## EXERCISE GOAL
Print all of the records below word for word, with no changes.

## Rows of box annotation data
•••

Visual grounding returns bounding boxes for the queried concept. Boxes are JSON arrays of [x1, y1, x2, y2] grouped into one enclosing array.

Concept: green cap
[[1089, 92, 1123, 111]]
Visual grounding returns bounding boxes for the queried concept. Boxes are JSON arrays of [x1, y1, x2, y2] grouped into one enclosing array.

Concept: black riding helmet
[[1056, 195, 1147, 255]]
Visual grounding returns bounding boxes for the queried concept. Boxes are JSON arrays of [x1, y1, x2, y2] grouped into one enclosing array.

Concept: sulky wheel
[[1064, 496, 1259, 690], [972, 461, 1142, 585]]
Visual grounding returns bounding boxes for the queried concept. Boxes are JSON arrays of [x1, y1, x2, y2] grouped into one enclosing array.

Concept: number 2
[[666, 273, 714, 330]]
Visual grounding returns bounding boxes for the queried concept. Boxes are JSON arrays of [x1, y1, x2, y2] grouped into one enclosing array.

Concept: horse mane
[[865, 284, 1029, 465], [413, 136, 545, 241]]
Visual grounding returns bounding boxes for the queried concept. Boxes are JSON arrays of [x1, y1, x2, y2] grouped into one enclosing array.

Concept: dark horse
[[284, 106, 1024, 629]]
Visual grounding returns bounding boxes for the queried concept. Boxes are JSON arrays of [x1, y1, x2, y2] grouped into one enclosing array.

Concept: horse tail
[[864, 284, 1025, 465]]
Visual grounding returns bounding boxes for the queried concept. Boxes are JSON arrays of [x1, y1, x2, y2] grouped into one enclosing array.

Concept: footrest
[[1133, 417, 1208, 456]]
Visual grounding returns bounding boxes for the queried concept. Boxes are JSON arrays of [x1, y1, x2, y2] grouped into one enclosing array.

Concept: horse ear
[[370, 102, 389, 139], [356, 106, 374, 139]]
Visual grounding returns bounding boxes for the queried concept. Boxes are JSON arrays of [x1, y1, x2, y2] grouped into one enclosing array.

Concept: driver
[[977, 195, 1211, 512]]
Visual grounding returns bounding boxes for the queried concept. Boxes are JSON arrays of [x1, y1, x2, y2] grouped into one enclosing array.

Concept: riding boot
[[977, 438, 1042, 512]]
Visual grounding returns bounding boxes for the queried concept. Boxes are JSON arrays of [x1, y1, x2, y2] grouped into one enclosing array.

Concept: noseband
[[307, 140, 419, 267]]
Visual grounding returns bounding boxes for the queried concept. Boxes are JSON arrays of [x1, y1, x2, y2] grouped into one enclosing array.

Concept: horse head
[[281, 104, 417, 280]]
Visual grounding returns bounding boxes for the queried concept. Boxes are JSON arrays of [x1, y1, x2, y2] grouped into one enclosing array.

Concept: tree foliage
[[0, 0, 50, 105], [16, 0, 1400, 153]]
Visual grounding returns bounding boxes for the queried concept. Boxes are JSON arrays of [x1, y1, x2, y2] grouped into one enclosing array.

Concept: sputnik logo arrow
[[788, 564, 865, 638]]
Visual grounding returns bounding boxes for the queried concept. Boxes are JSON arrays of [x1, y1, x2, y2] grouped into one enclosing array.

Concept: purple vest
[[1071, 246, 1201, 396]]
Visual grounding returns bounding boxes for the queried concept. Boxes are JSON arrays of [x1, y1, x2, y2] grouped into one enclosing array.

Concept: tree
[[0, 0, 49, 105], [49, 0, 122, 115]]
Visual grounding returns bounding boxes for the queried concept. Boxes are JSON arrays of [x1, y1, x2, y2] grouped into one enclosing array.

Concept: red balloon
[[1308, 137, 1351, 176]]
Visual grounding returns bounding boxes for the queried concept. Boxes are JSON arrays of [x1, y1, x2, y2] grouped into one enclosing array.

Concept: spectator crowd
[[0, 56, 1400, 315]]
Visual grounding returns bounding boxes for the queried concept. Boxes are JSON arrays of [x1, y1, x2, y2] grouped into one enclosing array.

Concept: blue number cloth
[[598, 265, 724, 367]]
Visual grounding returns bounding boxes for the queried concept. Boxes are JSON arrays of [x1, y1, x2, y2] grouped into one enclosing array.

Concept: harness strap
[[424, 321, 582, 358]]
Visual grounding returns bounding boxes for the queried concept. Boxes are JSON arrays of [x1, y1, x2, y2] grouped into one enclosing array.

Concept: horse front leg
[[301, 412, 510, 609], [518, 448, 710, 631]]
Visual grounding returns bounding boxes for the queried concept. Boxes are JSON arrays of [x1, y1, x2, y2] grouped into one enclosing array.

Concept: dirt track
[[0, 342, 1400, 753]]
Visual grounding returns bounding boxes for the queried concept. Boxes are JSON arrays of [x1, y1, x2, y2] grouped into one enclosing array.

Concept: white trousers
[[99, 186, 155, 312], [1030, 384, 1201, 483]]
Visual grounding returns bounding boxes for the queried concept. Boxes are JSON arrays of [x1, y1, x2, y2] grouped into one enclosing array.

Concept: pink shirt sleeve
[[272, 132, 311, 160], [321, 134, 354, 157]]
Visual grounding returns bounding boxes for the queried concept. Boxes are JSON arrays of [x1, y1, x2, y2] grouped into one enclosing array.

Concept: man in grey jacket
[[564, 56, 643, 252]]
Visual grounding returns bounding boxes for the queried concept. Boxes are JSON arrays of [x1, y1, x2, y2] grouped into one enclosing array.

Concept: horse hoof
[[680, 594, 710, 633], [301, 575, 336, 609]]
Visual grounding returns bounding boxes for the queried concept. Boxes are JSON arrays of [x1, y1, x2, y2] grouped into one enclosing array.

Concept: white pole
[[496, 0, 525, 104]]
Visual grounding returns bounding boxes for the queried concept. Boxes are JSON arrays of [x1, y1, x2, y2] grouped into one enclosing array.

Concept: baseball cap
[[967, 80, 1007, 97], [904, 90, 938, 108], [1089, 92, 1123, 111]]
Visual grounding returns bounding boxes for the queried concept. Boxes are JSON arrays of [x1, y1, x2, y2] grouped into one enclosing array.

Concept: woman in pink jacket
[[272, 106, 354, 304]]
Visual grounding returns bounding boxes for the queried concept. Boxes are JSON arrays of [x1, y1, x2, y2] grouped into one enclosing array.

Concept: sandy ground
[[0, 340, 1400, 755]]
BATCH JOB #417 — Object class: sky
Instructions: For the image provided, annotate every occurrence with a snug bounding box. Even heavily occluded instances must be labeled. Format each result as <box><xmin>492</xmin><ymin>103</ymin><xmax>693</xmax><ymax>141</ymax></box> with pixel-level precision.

•••

## EXERCISE ANSWER
Visual grounding returns bounding boxes for the queried concept. Boxes are JSON arrays of [x1, y1, x2, y2] grouped into one enclosing array.

Concept: green cap
[[1089, 92, 1123, 111]]
Visual grounding returns bounding boxes for the queried concept. Boxes are JSON arrays of [x1, y1, x2, y2] grouped into one enclosing array.

Concept: black riding helmet
[[1056, 195, 1147, 255]]
Visual grounding returns bounding boxes for the queried concept. Boxes are JSON arrays of [x1, y1, x2, y2] grouped into one enclosing array.

Concept: sulky wheel
[[1064, 496, 1259, 690], [972, 461, 1142, 585]]
Visual grounding returns bounding boxes for the queried concept. Boxes are JSON arrays of [x1, y1, x2, y2] grouped into one enclosing array.

Concept: number 2
[[666, 273, 714, 330]]
Visual grounding returns bounding boxes for the queried concept. Boxes are JSON arrays of [x1, y1, x2, y2] grouped into one enclosing array.

Concept: horse mane
[[865, 284, 1029, 465], [413, 136, 545, 241]]
Visual grounding returns bounding boxes for the queried concept. Boxes are JSON arrays of [x1, y1, x2, y2] grouped into one enclosing array.

Concept: dark horse
[[284, 106, 1024, 629]]
Visual grounding returns bounding boxes for the queried concept. Boxes are JSON arrays of [x1, y1, x2, y2] grouped into one enclosing array.

Concept: horse tail
[[864, 284, 1025, 465]]
Visual grounding returns bounding boxes for the queried concept. Boxes are JSON arrays of [x1, y1, x2, y2] grouped into one enclosing array.

Concept: footrest
[[1133, 417, 1208, 456]]
Visual grounding returns bounding boxes for the queried concept. Boxes are JSON arrays of [x1, y1, x2, y2] grouped into one enclosing array.

Concept: horse ear
[[370, 102, 389, 139], [356, 106, 374, 139]]
Visual grounding returns bounding boxes for the queried concept. Boxes are JSON arrays of [x1, y1, x2, y2] grouped into one enclosing array.

Concept: driver
[[977, 195, 1211, 512]]
Visual grounding returns bounding boxes for the queried concept. Boxes are JSON arrays of [x1, y1, x2, y2] grouped into one enclosing array.

Concept: riding boot
[[977, 438, 1042, 512]]
Visual grounding returns bounding boxes for the queried concept. Boxes are JSON arrays of [x1, y1, x2, y2] grouped into one enclosing array.

Concept: noseband
[[307, 140, 419, 267]]
Visual grounding returns bounding boxes for the queried concept. Boxes are JSON arrays of [x1, y1, x2, y2] grouped into one enclosing array.

Concept: horse head
[[281, 104, 417, 280]]
Visual grounding returns bounding boxes for the queried concept. Boxes are JSON arrays of [x1, y1, x2, y2] grouped into one enclosing array.

Concept: tree foliage
[[0, 0, 50, 105], [16, 0, 1400, 153]]
Visual grounding returns bounding boxes for the queried concept. Boxes are JSON arrays of [x1, y1, x2, y2] grouped into one enclosing array.

Concept: sputnik logo arrow
[[788, 564, 865, 638]]
Visual grounding returns bounding boxes for the queried concept. Boxes are JSON arrays of [x1, y1, x2, y2] grouped into one enclosing array.

Concept: purple vest
[[1071, 246, 1201, 396]]
Visual grounding returns bounding boxes for the queried concept. Boxes are JSON arrays of [x1, y1, x2, y2] grouped into one enclosing array.

Concept: tree
[[0, 0, 49, 105], [49, 0, 122, 115]]
Visual grounding returns bounding boxes for the queried concept. Boxes are JSON arrays of [x1, y1, x2, y2] grouped into one enclosing array.

Concept: red balloon
[[1308, 137, 1351, 176]]
Visual grounding returns bounding boxes for the queried concept. Boxes are JSON arrays of [x1, y1, x2, y2] grouped into one enclosing array.

Concept: spectator crowd
[[0, 56, 1400, 315]]
Visual grounding returns bounding boxes for the queried concept. Boxes are JSON arrays of [x1, y1, x2, y2] grouped into one enclosing array.

Concept: blue number cloth
[[598, 265, 724, 367]]
Visual grounding returns bounding boxes for the queried concept. Boxes are JSON arrays of [x1, y1, x2, y2] grouped into one enclosing array.

Concept: harness strap
[[424, 321, 582, 358]]
Visual grounding returns bounding boxes for the queried concept. Boxes are JSON arrays of [x1, y1, x2, y2] grouped into one enclosing array.

Concept: horse front leg
[[301, 412, 510, 609], [518, 448, 710, 631]]
Visual grounding returns bounding boxes for the queried concept. Boxes are JSON arrays of [x1, y1, x2, y2] grouped into one enclosing array.

Concept: dirt track
[[0, 342, 1400, 753]]
Visual grounding returns bounding boxes for the queried concept. Boxes are JSON arrays of [x1, y1, x2, y2] grouped into one enclosing array.

Concept: white trousers
[[99, 186, 155, 312], [1030, 384, 1201, 483]]
Visual grounding returns bounding boxes for the queried concept. Boxes are JSON arrays of [x1, y1, x2, y2] grouped into one enclosing array.

Concept: pink shirt sleeve
[[272, 132, 311, 160], [321, 134, 354, 157]]
Visual grounding returns bounding boxes for the queried concept. Boxes are JSON arrays of [x1, y1, x2, y2] grouped into one enclosing array.

Concept: man in grey jacket
[[564, 56, 643, 252]]
Visual grounding returns bounding boxes for the queried concept. Boxes are JSON arrays of [x1, y1, x2, y2] grouped into one enclosing array.

Concept: horse hoof
[[680, 594, 710, 633], [301, 575, 336, 609]]
Visual grounding returns bounding boxes for the queried concept. Boxes are JSON arrays of [x1, y1, x2, y2] grouped into one enclosing array.

Concept: white pole
[[496, 0, 525, 104]]
Visual grounding returns bounding boxes for the queried concept. Boxes are JSON arrays of [x1, y1, x2, y2] grouped into one enclosing array.

Concept: baseball cap
[[967, 80, 1007, 97], [904, 90, 938, 108], [1089, 92, 1123, 111]]
Visual grounding returns bounding boxes for the queried concept. Boxes are JSON arrays of [x1, y1, x2, y2] grouped into one enclosing array.

Concept: woman in pink jacket
[[272, 106, 354, 304]]
Visual grounding returns bounding boxes for the queried concept. Boxes are JSON arrays of [x1, y1, x2, y2] grouped into one enclosing array.

Concept: sandy ground
[[0, 340, 1400, 755]]
BATCH JOB #417 — Object class: sky
Instructions: For the image provided, annotate every occurrence with a snug bounding box. Even heavily occluded instances must be labeled. Format each result as <box><xmin>492</xmin><ymin>103</ymin><xmax>693</xmax><ymax>141</ymax></box> with pixel-level precision.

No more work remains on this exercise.